**Treść polecenia**
Wypisz jako listę JSON ciągów znaków wiersze od początku danych aż do wiersza zawierającego „[403,1002,596,1094]” włącznie, po jednym ciągu na każdy wiersz i bez pustych wierszy. Pomiń w odpowiedzi obrazy.

**** Dostępne dane ****

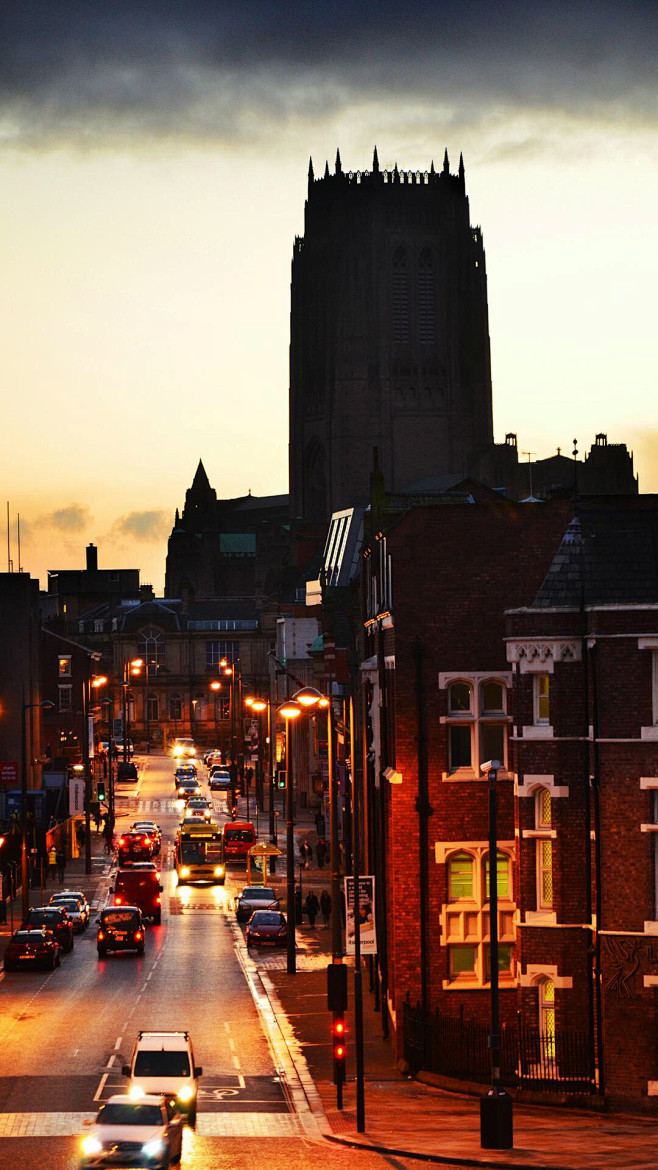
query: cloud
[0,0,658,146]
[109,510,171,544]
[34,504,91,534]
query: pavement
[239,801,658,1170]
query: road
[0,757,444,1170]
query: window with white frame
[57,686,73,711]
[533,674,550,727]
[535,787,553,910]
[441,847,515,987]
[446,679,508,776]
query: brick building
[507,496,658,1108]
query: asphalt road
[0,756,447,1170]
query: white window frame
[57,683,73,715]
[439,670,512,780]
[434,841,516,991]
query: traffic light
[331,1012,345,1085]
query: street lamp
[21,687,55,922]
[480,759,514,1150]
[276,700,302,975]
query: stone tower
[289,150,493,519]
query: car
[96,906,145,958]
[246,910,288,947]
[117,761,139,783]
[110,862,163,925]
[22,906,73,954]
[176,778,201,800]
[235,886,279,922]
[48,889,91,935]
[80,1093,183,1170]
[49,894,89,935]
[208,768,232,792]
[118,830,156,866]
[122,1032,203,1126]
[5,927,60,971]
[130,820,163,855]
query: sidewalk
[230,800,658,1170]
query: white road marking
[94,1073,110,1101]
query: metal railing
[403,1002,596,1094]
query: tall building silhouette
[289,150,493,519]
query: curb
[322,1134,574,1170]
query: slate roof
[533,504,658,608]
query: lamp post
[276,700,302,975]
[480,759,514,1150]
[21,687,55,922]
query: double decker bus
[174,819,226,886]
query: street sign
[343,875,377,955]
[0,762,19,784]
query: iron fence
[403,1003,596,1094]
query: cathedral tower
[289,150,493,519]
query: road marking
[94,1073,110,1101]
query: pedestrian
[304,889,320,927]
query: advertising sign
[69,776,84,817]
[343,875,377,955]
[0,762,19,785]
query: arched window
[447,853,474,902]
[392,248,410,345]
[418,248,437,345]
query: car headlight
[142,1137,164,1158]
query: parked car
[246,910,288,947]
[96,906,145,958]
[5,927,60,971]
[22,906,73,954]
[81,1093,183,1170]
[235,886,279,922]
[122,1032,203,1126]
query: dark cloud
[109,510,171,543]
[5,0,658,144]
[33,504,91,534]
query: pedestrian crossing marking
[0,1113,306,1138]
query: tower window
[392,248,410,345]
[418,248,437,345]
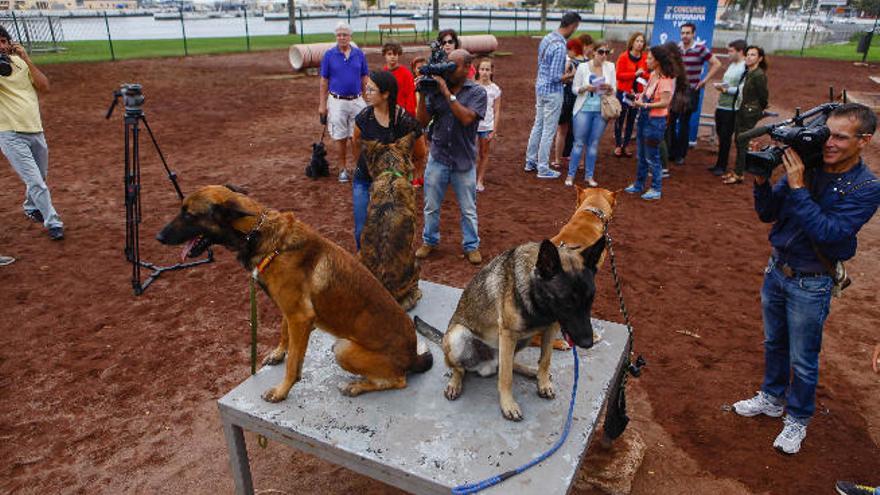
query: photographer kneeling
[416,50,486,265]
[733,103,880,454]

****

**Odpowiedź na polecenie**
[
  "query: cloud",
  "[0,0,658,146]",
  "[109,510,171,544]",
  "[34,504,91,534]",
  "query: pavement",
  "[239,801,658,1170]",
  "query: road",
  "[0,757,444,1170]",
  "query: window with white frame",
  "[57,686,73,711]",
  "[533,674,550,727]",
  "[535,787,553,910]",
  "[441,847,515,987]",
  "[446,679,508,776]",
  "query: brick building",
  "[507,496,658,1108]",
  "query: asphalt road",
  "[0,756,447,1170]",
  "query: white window frame",
  "[57,683,73,715]",
  "[439,670,512,780]",
  "[434,841,516,991]",
  "query: traffic light",
  "[331,1012,345,1085]",
  "query: street lamp",
  "[21,687,55,922]",
  "[480,759,514,1150]",
  "[276,700,302,975]",
  "query: stone tower",
  "[289,150,493,519]",
  "query: car",
  "[96,906,145,958]",
  "[246,910,288,947]",
  "[117,761,139,783]",
  "[110,862,163,925]",
  "[22,906,73,954]",
  "[176,778,201,800]",
  "[235,886,279,922]",
  "[48,889,91,935]",
  "[80,1093,183,1170]",
  "[49,894,89,935]",
  "[208,768,232,792]",
  "[118,830,156,866]",
  "[122,1032,203,1126]",
  "[5,927,60,971]",
  "[130,820,163,855]",
  "query: sidewalk",
  "[230,800,658,1170]",
  "query: white road marking",
  "[94,1073,110,1101]",
  "query: metal railing",
  "[403,1002,596,1094]"
]